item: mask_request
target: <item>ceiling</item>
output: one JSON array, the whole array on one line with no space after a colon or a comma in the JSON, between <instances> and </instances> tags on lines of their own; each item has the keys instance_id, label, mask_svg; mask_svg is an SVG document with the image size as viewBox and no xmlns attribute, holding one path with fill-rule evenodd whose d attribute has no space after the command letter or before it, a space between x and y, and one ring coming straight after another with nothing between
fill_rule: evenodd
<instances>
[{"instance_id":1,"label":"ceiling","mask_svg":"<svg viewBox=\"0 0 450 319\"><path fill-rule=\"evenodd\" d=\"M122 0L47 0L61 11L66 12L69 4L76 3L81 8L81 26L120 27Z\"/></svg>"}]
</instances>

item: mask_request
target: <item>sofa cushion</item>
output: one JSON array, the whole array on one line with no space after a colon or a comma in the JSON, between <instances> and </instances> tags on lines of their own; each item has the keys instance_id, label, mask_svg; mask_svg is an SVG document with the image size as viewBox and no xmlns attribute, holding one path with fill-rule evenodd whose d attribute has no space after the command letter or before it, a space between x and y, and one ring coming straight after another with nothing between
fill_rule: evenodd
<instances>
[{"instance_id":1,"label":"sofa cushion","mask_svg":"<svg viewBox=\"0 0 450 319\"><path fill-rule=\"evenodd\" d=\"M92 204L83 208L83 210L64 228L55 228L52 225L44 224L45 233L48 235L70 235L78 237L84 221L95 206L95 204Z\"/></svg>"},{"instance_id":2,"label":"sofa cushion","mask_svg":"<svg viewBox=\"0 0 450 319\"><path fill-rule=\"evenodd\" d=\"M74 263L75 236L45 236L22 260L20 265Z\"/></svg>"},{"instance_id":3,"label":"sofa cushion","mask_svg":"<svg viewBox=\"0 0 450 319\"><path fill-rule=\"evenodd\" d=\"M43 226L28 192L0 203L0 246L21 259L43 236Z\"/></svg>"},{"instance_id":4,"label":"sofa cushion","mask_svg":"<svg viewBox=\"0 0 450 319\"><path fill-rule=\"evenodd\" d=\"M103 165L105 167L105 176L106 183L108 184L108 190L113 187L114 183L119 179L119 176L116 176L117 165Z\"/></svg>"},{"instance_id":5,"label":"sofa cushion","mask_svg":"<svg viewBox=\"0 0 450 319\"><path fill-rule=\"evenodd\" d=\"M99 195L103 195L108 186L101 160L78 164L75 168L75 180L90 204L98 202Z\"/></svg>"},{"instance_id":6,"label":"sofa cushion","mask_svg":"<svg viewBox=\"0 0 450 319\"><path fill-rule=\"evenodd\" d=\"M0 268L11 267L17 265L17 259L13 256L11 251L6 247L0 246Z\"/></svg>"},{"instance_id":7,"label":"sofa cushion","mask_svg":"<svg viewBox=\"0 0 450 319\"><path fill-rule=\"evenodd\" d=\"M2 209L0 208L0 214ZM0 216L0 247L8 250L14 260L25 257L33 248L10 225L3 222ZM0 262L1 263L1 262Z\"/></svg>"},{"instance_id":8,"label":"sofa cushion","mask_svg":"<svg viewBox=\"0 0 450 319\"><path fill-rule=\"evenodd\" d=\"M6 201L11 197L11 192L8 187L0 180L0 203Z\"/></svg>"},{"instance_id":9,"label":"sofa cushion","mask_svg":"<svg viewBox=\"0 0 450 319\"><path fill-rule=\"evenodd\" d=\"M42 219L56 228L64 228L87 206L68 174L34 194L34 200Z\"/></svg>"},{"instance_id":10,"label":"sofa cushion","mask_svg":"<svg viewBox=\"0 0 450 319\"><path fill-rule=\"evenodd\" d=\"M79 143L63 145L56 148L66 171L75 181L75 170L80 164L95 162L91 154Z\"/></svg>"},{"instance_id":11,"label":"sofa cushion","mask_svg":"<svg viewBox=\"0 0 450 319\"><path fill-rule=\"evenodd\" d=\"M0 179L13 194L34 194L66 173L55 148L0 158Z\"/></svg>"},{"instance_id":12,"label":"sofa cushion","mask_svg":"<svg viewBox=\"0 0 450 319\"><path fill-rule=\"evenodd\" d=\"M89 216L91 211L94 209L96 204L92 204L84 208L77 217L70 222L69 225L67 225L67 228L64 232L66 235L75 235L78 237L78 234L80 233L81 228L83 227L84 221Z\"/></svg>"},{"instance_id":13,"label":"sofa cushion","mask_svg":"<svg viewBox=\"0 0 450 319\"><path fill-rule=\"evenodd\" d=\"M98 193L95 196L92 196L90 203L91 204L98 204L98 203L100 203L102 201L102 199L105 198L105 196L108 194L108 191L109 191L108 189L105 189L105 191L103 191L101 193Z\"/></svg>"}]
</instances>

*Problem details*.
Go through the material and write each line out again exactly.

*Result of this exercise*.
item: mask_request
target: <item>ceiling</item>
output: one JSON array, the whole array on one line with no space after a colon or a comma in the JSON, between <instances> and </instances> tags on lines of their own; each item has the keys instance_id, label, mask_svg; mask_svg is an SVG document with the image size as viewBox and no xmlns attribute, holding one path with fill-rule evenodd whose d attribute has no space after the command letter or before it, a space between x and y, and one ring coming straight after another with nothing between
fill_rule: evenodd
<instances>
[{"instance_id":1,"label":"ceiling","mask_svg":"<svg viewBox=\"0 0 450 319\"><path fill-rule=\"evenodd\" d=\"M122 0L47 0L61 11L66 12L69 4L76 3L81 8L81 26L120 27Z\"/></svg>"}]
</instances>

item: mask_request
target: <item>sofa cushion</item>
output: one JSON array, the whole array on one line with no space after a colon or a comma in the JSON, between <instances> and </instances> tags on lines of their own; each item has the keys instance_id, label, mask_svg; mask_svg is an SVG document with the image size as viewBox and no xmlns attribute, holding one path with fill-rule evenodd whose d attribute has no space after the command letter or before it, a space between x and y, and one ring coming straight after another with nothing between
fill_rule: evenodd
<instances>
[{"instance_id":1,"label":"sofa cushion","mask_svg":"<svg viewBox=\"0 0 450 319\"><path fill-rule=\"evenodd\" d=\"M92 204L83 208L83 210L64 228L55 228L52 225L44 224L45 233L48 235L70 235L78 237L84 221L95 206L95 204Z\"/></svg>"},{"instance_id":2,"label":"sofa cushion","mask_svg":"<svg viewBox=\"0 0 450 319\"><path fill-rule=\"evenodd\" d=\"M74 263L75 236L45 236L22 260L20 265Z\"/></svg>"},{"instance_id":3,"label":"sofa cushion","mask_svg":"<svg viewBox=\"0 0 450 319\"><path fill-rule=\"evenodd\" d=\"M43 226L28 192L0 203L0 246L21 259L43 236Z\"/></svg>"},{"instance_id":4,"label":"sofa cushion","mask_svg":"<svg viewBox=\"0 0 450 319\"><path fill-rule=\"evenodd\" d=\"M103 165L105 167L105 176L106 183L108 184L108 190L113 187L114 183L119 179L119 176L116 176L117 165Z\"/></svg>"},{"instance_id":5,"label":"sofa cushion","mask_svg":"<svg viewBox=\"0 0 450 319\"><path fill-rule=\"evenodd\" d=\"M99 195L103 195L108 186L101 160L78 164L75 168L75 180L90 204L98 202Z\"/></svg>"},{"instance_id":6,"label":"sofa cushion","mask_svg":"<svg viewBox=\"0 0 450 319\"><path fill-rule=\"evenodd\" d=\"M0 268L11 267L17 265L17 259L13 256L11 251L6 247L0 246Z\"/></svg>"},{"instance_id":7,"label":"sofa cushion","mask_svg":"<svg viewBox=\"0 0 450 319\"><path fill-rule=\"evenodd\" d=\"M2 209L0 208L0 214ZM0 216L0 247L8 250L14 260L25 257L33 248L10 225L3 222ZM0 262L1 263L1 262Z\"/></svg>"},{"instance_id":8,"label":"sofa cushion","mask_svg":"<svg viewBox=\"0 0 450 319\"><path fill-rule=\"evenodd\" d=\"M6 201L11 197L11 192L8 187L0 180L0 203Z\"/></svg>"},{"instance_id":9,"label":"sofa cushion","mask_svg":"<svg viewBox=\"0 0 450 319\"><path fill-rule=\"evenodd\" d=\"M42 219L56 228L64 228L87 206L68 174L34 194L34 200Z\"/></svg>"},{"instance_id":10,"label":"sofa cushion","mask_svg":"<svg viewBox=\"0 0 450 319\"><path fill-rule=\"evenodd\" d=\"M79 143L63 145L56 148L66 171L75 181L75 170L80 164L95 162L91 154Z\"/></svg>"},{"instance_id":11,"label":"sofa cushion","mask_svg":"<svg viewBox=\"0 0 450 319\"><path fill-rule=\"evenodd\" d=\"M0 179L13 194L34 194L66 173L55 148L0 158Z\"/></svg>"},{"instance_id":12,"label":"sofa cushion","mask_svg":"<svg viewBox=\"0 0 450 319\"><path fill-rule=\"evenodd\" d=\"M89 216L91 211L94 209L96 204L92 204L84 208L77 217L70 222L69 225L67 225L67 228L64 232L66 235L75 235L78 237L78 234L80 233L81 228L83 227L84 221Z\"/></svg>"},{"instance_id":13,"label":"sofa cushion","mask_svg":"<svg viewBox=\"0 0 450 319\"><path fill-rule=\"evenodd\" d=\"M98 193L95 196L92 196L90 203L91 204L98 204L98 203L100 203L102 201L102 199L105 198L105 196L108 194L108 191L109 191L108 189L105 189L105 191L103 191L101 193Z\"/></svg>"}]
</instances>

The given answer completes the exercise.